**Your task**. The reply to the records below should contain exactly the lines from the line with "man in gray suit jacket | locate" through the line with "seated audience | locate", and nothing besides.

**Recorded information**.

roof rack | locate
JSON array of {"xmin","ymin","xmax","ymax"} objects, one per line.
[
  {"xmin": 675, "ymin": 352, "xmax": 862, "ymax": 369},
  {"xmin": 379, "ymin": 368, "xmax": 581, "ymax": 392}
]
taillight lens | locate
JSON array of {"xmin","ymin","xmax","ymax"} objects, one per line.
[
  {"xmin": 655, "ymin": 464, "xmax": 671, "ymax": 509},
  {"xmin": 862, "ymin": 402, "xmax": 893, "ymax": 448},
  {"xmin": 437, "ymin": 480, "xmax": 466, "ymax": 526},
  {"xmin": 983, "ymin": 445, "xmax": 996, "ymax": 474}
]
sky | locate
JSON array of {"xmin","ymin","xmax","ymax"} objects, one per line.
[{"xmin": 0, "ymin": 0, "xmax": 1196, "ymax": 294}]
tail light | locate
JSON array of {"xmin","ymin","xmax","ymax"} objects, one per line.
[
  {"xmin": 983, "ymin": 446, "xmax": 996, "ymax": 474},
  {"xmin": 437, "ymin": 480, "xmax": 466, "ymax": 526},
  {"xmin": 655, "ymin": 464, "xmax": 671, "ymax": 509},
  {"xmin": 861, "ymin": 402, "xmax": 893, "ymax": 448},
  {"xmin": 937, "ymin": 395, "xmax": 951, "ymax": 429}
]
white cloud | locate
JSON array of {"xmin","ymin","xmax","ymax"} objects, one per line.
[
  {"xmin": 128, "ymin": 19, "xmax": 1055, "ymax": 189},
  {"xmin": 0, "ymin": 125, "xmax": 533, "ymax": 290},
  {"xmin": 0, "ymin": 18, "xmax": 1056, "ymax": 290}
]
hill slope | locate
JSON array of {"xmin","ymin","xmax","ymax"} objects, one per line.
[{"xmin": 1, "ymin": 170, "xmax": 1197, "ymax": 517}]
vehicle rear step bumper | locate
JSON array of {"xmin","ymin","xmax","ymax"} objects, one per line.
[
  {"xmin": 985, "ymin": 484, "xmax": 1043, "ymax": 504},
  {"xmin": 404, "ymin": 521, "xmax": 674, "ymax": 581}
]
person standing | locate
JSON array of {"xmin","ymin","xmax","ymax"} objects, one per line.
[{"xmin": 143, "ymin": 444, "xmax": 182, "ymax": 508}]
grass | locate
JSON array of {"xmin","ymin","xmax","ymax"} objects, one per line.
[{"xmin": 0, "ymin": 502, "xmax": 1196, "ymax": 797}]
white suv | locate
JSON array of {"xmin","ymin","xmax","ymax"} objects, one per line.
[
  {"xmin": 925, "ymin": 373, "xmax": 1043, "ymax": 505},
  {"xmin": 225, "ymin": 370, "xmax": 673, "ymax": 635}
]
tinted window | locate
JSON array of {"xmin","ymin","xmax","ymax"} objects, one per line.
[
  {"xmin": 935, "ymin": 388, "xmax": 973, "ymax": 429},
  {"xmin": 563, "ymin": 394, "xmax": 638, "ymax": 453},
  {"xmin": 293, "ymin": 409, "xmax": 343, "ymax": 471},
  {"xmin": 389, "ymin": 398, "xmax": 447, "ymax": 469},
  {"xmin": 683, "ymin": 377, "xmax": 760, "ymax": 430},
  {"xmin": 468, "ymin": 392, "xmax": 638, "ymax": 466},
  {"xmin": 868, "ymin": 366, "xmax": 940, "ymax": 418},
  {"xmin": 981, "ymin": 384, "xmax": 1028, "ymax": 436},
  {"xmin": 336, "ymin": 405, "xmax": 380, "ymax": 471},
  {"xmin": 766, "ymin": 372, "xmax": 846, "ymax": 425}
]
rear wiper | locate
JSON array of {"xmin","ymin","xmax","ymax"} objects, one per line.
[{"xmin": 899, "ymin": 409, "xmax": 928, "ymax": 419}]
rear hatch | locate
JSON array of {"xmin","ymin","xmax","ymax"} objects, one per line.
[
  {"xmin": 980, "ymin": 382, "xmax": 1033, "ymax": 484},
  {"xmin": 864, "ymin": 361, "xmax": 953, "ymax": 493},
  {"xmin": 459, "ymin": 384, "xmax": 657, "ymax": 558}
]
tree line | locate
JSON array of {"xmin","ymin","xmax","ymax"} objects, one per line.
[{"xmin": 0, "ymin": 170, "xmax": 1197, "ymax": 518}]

==

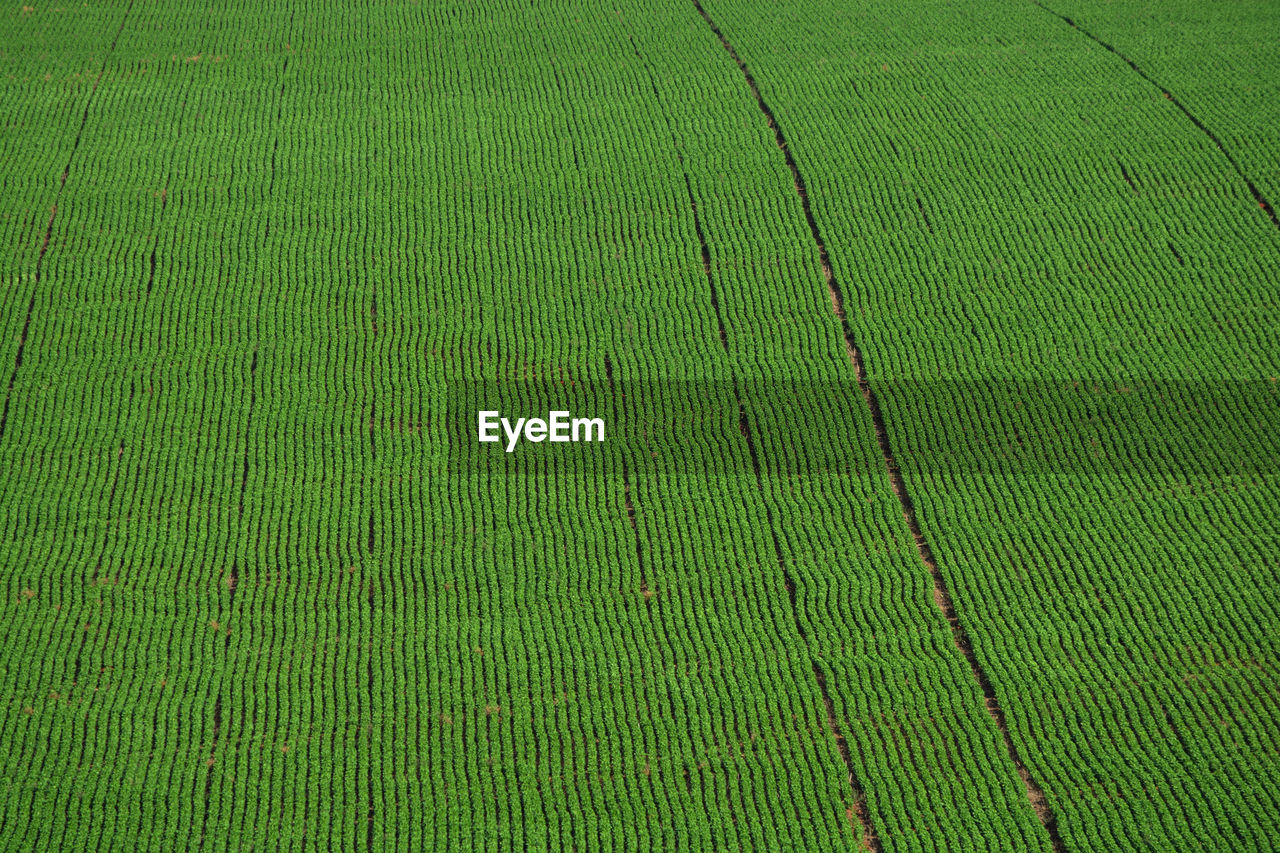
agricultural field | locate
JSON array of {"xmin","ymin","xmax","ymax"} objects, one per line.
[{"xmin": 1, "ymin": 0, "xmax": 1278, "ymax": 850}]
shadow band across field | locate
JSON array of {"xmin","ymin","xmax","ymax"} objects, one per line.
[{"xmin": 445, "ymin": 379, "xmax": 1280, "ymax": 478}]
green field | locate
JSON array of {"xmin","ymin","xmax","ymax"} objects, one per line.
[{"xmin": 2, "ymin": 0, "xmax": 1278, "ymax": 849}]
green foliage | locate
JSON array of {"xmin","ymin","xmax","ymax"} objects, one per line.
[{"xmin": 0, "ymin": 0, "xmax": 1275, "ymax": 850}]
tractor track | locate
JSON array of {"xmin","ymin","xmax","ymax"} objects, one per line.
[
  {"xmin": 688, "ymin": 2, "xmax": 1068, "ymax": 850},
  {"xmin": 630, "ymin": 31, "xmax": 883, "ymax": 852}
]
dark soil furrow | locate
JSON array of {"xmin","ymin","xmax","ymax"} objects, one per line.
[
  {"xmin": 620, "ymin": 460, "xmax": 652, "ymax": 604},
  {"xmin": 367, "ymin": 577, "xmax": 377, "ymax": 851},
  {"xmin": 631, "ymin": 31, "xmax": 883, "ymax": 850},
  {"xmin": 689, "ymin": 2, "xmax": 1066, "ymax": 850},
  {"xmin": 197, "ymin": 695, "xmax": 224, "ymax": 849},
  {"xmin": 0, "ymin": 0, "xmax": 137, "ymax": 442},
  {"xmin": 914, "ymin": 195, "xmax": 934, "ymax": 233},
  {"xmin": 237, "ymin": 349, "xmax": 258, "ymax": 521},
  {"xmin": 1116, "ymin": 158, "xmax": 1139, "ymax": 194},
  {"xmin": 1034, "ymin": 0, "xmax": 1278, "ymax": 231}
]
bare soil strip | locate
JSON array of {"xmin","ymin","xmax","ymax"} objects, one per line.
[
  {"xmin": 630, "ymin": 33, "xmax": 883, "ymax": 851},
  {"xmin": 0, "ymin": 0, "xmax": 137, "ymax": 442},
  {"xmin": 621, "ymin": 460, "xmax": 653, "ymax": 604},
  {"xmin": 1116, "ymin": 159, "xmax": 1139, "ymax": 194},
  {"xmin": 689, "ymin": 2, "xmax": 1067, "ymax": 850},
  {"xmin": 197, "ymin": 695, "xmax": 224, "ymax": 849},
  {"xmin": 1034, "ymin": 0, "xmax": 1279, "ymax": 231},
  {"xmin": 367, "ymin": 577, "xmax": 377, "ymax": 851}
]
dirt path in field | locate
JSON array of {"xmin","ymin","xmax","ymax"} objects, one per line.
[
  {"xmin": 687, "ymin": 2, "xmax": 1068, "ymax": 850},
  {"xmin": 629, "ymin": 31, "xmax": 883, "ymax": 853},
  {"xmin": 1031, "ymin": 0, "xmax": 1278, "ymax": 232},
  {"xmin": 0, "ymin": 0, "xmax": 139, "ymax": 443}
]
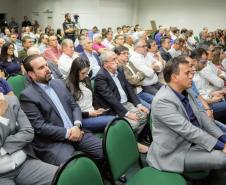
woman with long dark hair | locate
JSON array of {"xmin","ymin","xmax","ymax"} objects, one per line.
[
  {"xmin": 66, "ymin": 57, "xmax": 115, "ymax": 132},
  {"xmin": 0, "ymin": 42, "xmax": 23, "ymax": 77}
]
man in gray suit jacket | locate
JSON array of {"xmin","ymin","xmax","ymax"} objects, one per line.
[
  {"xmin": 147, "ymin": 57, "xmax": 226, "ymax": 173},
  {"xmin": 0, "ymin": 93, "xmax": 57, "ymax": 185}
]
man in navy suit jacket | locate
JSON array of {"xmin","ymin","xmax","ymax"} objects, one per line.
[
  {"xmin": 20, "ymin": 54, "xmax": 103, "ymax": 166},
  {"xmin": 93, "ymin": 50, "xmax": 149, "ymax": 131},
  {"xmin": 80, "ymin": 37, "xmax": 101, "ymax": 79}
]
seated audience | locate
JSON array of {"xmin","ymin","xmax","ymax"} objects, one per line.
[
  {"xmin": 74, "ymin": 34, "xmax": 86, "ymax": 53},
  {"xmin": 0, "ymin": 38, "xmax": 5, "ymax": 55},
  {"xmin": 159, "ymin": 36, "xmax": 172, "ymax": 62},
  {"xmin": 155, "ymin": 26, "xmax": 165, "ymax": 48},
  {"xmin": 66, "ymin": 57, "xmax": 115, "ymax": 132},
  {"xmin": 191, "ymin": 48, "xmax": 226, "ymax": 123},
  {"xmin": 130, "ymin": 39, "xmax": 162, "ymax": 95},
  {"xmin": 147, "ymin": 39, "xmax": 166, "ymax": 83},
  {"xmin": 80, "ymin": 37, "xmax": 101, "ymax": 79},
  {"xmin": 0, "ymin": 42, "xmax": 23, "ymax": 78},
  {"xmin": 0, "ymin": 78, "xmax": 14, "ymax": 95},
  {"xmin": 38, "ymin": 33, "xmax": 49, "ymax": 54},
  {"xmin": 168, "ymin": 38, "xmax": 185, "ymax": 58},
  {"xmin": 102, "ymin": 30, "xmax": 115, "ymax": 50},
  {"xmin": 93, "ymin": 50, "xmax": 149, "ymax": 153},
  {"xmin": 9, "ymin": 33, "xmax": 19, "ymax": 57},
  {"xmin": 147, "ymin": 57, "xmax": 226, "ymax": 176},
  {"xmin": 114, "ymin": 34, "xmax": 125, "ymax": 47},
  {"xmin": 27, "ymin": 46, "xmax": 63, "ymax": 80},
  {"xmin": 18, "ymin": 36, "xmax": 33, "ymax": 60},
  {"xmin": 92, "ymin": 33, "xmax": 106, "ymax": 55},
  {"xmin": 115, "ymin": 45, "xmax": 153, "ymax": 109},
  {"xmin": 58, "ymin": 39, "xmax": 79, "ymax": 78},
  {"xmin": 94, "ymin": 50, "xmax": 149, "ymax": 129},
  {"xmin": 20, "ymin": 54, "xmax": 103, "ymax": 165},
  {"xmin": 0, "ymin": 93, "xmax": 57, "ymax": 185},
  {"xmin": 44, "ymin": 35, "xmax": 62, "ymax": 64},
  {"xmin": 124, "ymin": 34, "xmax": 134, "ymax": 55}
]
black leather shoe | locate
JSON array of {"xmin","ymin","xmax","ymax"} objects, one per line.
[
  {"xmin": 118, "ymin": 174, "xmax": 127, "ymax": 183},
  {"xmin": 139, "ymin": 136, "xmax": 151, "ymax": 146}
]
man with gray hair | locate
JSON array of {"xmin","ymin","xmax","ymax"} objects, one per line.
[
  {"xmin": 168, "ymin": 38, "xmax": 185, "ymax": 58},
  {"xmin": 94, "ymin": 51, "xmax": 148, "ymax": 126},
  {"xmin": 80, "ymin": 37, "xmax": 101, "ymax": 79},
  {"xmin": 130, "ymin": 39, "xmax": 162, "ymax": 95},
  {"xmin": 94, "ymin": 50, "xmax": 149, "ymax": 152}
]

...

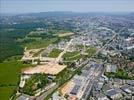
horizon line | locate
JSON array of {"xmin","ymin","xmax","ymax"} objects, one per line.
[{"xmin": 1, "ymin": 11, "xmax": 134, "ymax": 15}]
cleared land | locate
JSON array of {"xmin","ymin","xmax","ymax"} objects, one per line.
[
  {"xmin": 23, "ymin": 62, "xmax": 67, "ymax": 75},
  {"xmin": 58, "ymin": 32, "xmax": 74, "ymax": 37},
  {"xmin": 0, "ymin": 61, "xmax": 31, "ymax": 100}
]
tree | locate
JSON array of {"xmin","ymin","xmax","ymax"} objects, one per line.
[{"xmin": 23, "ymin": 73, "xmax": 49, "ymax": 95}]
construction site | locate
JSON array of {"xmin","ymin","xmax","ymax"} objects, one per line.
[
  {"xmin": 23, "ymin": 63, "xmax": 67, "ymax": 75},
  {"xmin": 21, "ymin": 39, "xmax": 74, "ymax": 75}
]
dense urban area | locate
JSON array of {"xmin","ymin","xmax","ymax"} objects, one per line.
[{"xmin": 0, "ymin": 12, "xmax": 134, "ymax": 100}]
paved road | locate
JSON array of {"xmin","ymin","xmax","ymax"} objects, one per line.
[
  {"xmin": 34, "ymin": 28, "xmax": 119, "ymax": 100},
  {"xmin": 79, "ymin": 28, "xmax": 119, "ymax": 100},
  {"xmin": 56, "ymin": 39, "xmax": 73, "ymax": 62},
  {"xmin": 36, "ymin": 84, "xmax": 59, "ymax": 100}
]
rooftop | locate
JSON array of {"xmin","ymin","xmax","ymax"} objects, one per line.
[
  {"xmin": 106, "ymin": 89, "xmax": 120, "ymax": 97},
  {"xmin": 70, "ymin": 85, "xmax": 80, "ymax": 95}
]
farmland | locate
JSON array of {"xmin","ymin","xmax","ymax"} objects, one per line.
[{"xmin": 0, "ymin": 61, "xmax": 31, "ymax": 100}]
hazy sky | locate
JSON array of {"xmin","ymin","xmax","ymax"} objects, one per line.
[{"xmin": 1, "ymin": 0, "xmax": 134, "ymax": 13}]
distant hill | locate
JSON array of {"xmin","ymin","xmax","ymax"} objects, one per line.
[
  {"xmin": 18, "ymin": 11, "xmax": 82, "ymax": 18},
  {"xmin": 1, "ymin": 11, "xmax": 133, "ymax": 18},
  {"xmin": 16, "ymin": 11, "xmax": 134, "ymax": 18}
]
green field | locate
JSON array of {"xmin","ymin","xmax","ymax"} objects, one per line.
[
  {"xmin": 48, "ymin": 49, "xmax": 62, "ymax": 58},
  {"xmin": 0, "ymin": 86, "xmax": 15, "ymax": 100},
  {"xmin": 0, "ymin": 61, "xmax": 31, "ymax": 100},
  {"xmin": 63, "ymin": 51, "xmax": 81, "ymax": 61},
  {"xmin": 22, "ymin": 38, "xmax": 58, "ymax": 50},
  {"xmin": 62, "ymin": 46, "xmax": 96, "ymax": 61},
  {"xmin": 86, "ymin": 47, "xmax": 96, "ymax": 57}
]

**Written response**.
man in gray suit jacket | locate
JSON array of {"xmin","ymin","xmax","ymax"} objects, one per line.
[
  {"xmin": 147, "ymin": 57, "xmax": 226, "ymax": 173},
  {"xmin": 0, "ymin": 93, "xmax": 57, "ymax": 185}
]
man in navy suit jacket | locate
JSON array of {"xmin","ymin","xmax","ymax"} objects, one per line.
[
  {"xmin": 20, "ymin": 54, "xmax": 103, "ymax": 166},
  {"xmin": 93, "ymin": 50, "xmax": 149, "ymax": 131},
  {"xmin": 80, "ymin": 37, "xmax": 101, "ymax": 79}
]
seated audience | locate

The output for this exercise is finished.